**提供テキスト**
□ □ □ □ □ □ □

クックビズ株式会社は、飲食業界の転職支援を行っている会社です。スキルを積んだ方がキャリアアップできるように、利用者と企業のマッチングを行っています。

社長の想い
飲食業界は一般的に収入がそれほど高くないため、結婚や出産を機に他の業界に転職するケースが多く存在していました。こういった人生の大きなイベントの際に耐えられるほど、十分な給料を受け取れる業界にしていきたいと思い、現在の転職支援サービスに取り組んでいます。

転職サービスといっても飲食業界に絞っているのは珍しいですよね?
そうですね。多くの人材会社は業種問わず幅広く取り扱っているところが多いと思います。


そもそもなぜ飲食業界にしたのですか?
飲食業界は慢性的な人手不足が課題となっており、一見人材紹介にはもってこいのように思えますが、他の業界に比べて収入が低いですよね。そのため、他社は報酬が少ないから参入していなかったんです。だれも参入していないならという想いと、飲食業界の人を助けたいという想いでこの業界の参入を決めました。

成功報酬型について
クックビズは、求人広告のほかに人材を企業に直接紹介する形式もとられています。このモデルは「人材紹介」と呼ばれ、紹介された人が実際に採用・入社された場合に限り、企業から紹介料が支払われます。
このような仕組みを「成功報酬型」といいます。
紹介料は、採用された方の年収の約3割が相場となっています。例えば、年収300万円なら紹介料は90万円になりますね。このように紹介料は年収に比例するため、クックビズさんは難しい業界に参入したことがわかります。

飲食業界が”ブルーオーシャン”だったとはいえ、参入するのはなかなか勇気が必要だったと思います。それでも飛び込んだのはやはりニーズがあったからですか?
そうですね。人手不足という深刻な課題があったからこそ、私達はそこに価値を感じて
長年事業をやってきました。


なるほど!初めは利益を出すのが難しかったと思いますが、やはり苦労されてきたのでしょうか?

□ □ □ □ □ □ □

**提供データ**
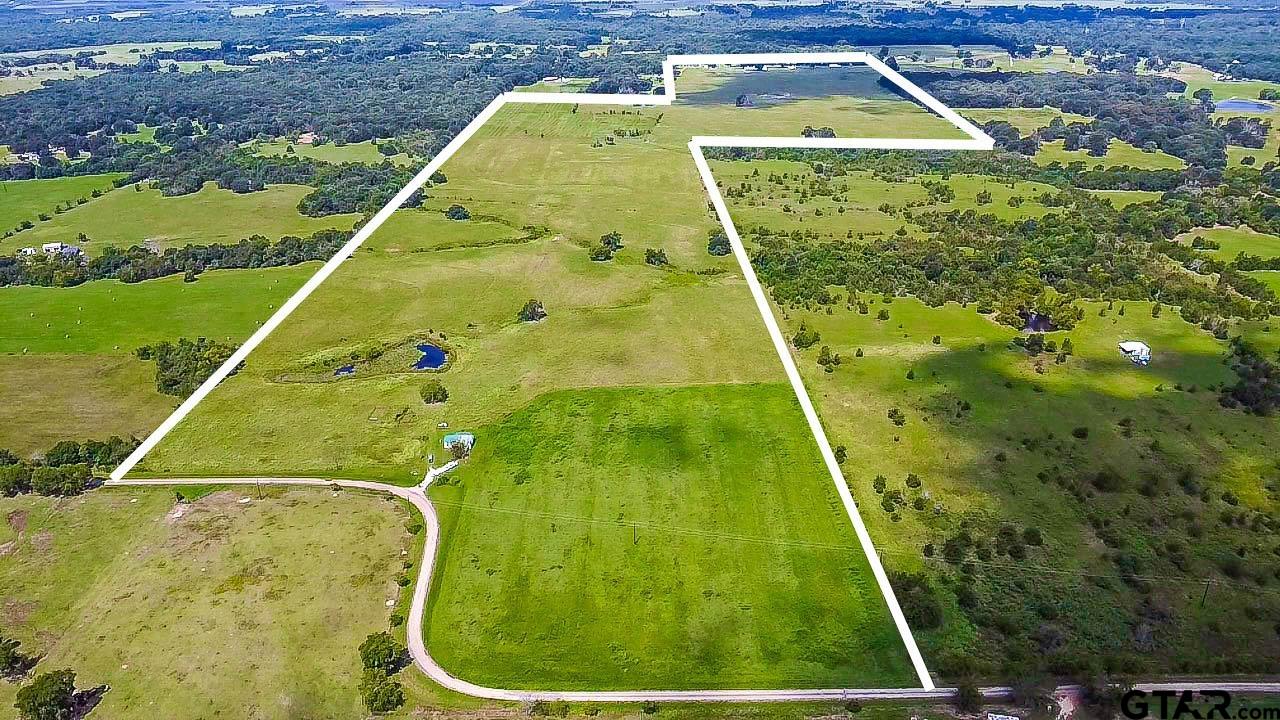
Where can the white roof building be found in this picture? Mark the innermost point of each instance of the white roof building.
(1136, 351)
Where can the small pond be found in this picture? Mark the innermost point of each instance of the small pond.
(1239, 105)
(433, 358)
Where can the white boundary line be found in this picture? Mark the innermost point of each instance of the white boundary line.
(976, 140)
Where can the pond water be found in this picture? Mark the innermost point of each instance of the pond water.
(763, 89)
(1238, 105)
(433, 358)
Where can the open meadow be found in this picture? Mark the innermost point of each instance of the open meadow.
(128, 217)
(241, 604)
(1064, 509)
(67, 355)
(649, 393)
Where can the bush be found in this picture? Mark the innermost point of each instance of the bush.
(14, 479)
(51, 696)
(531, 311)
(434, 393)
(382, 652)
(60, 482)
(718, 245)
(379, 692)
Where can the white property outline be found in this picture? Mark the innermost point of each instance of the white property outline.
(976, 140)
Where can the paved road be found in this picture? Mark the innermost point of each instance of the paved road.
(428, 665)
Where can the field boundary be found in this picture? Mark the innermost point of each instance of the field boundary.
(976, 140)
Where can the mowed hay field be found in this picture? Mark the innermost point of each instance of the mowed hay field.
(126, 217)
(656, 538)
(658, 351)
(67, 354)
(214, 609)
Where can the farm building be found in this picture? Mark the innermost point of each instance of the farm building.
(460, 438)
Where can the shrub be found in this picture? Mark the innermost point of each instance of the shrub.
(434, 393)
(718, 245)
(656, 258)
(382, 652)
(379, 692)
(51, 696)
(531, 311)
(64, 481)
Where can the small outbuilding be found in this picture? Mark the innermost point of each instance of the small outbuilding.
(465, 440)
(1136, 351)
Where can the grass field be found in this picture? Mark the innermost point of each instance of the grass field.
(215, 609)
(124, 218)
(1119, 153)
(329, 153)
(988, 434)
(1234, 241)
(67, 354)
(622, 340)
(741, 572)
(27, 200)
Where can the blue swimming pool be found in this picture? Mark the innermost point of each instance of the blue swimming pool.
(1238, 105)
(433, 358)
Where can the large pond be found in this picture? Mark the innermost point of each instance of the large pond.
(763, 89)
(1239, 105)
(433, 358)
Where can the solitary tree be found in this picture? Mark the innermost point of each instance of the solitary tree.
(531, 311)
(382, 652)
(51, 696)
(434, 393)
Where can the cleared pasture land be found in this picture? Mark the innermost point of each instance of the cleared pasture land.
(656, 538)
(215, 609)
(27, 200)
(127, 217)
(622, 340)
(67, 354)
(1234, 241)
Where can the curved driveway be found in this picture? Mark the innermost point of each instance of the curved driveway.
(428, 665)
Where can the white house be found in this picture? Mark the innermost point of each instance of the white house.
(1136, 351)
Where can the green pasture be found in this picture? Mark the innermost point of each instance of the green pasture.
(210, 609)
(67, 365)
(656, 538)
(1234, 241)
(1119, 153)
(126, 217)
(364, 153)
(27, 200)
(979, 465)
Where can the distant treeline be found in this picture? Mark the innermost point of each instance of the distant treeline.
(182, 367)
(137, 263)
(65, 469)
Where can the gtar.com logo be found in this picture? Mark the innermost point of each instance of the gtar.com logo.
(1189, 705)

□ □ □ □ □ □ □

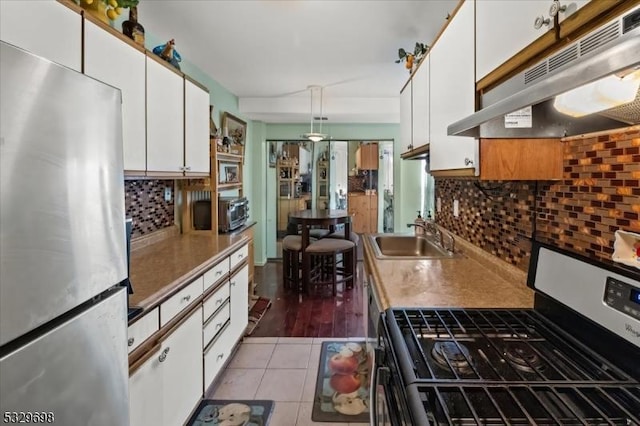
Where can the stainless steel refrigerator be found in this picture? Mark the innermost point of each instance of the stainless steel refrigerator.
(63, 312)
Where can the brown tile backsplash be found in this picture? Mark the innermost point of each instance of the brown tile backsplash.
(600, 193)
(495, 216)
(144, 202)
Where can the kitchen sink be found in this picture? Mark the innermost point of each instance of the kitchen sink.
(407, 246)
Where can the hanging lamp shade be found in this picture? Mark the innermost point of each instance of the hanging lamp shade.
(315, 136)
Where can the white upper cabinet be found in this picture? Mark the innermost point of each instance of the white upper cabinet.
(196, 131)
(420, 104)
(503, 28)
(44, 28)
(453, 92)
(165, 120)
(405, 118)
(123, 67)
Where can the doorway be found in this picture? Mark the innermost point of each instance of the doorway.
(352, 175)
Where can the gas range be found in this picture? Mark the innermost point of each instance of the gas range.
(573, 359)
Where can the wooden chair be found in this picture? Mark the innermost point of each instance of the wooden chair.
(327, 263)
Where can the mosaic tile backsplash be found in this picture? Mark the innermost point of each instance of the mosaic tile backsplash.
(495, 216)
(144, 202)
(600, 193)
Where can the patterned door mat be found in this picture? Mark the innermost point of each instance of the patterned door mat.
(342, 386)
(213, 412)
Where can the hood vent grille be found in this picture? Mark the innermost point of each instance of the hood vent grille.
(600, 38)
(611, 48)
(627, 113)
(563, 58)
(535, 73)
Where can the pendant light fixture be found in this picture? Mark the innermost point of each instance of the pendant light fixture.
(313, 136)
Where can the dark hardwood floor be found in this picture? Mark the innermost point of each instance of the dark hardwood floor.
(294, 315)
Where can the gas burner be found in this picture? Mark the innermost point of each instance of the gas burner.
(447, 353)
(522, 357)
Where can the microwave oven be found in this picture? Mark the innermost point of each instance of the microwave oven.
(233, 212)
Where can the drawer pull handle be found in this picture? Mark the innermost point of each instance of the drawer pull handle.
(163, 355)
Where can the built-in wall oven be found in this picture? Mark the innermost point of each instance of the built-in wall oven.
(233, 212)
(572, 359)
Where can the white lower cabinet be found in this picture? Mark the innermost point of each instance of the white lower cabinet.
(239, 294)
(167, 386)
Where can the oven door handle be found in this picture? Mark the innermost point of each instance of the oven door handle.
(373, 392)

□ □ □ □ □ □ □

**記述問題 A**
クックビズの文章に基づき、次の問いに答えよ。
(i) 飲食業界では、結婚や出産を機にどのようなケースが多く存在していたか。
(ii) 人材紹介の紹介料は、相場としてどのくらいか。
(iii) 他社が飲食業界に参入していなかったのはなぜか。
**記述問題 B**
クックビズの文章から、疑問符「?」で終わる文をすべて抜き出せ。
**記述問題 C**
クックビズの文章の続きを書け。

**模範解答 A**
(i) 他の業界に転職するケース
(ii) 採用された方の年収の約3割
(iii) 報酬が少ないから

**模範解答 B**
転職サービスといっても飲食業界に絞っているのは珍しいですよね?
そもそもなぜ飲食業界にしたのですか?
それでも飛び込んだのはやはりニーズがあったからですか?
初めは利益を出すのが難しかったと思いますが、やはり苦労されてきたのでしょうか?

**模範解答 C**
そうですね。創業当初は資金も人も足りず、自分自身で毎日足を運んで営業に出向いていました。そこで専門学校と連携して学生アルバイトの紹介からはじめたのです。


はじめはアルバイト紹介を行っていたのですね!
そうなんです。いきなり正社員はハードルが高いと思いまして、入口の敷居が低いアルバイトから始めました。
当時クックビズは無名の会社だったので、自分達よりも権威のある専門学校とタイアップをすることで、私達はその名前を借りて営業に出向き、専門学校は独自のサービスを取り入れていると学生にアピールするというウィンウィンの関係を築くことを意識しました。これが上手くはまり、事業が立ち上がったのです。


そんな創業秘話があったのですね!そこから1万社の取引実績までいったのですか?
はい。実を結ぶまで長かったですが、諦めず、地道に事業や取引データを積み重ねてきた結果1万社という取引先を抱えることができました。


継続と努力の結果ですね!凄いです!
ユーザーからの意見はどうやって反映しているの?

実際に利用したユーザーからの声はどのように反映されているのでしょうか?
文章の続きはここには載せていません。